_Written problem_: Gather every line of the items below that contains the word "Query", and copy each such line in full.

Start of Exercise input

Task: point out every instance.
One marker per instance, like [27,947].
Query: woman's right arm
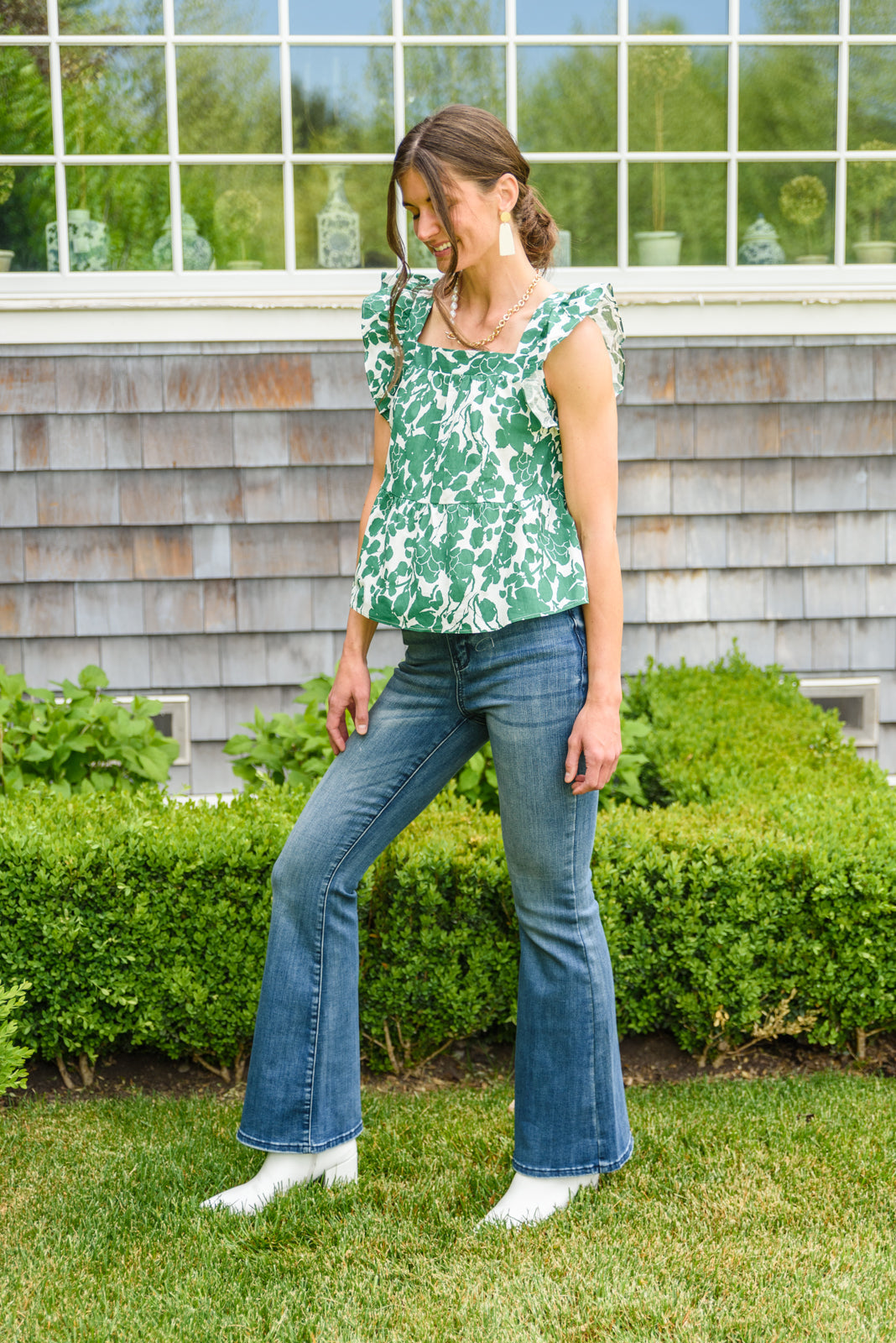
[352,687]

End of Exercise input
Start of Exercise input

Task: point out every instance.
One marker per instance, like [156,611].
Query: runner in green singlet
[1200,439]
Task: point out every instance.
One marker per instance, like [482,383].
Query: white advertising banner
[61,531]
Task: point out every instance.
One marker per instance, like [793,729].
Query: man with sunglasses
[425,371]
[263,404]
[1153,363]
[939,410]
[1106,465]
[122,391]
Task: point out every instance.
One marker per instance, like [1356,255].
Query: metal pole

End of Exercise input

_Task solution_:
Query: woman's right arm
Query: runner in green singlet
Query: white advertising banner
Query: man with sunglasses
Query: metal pole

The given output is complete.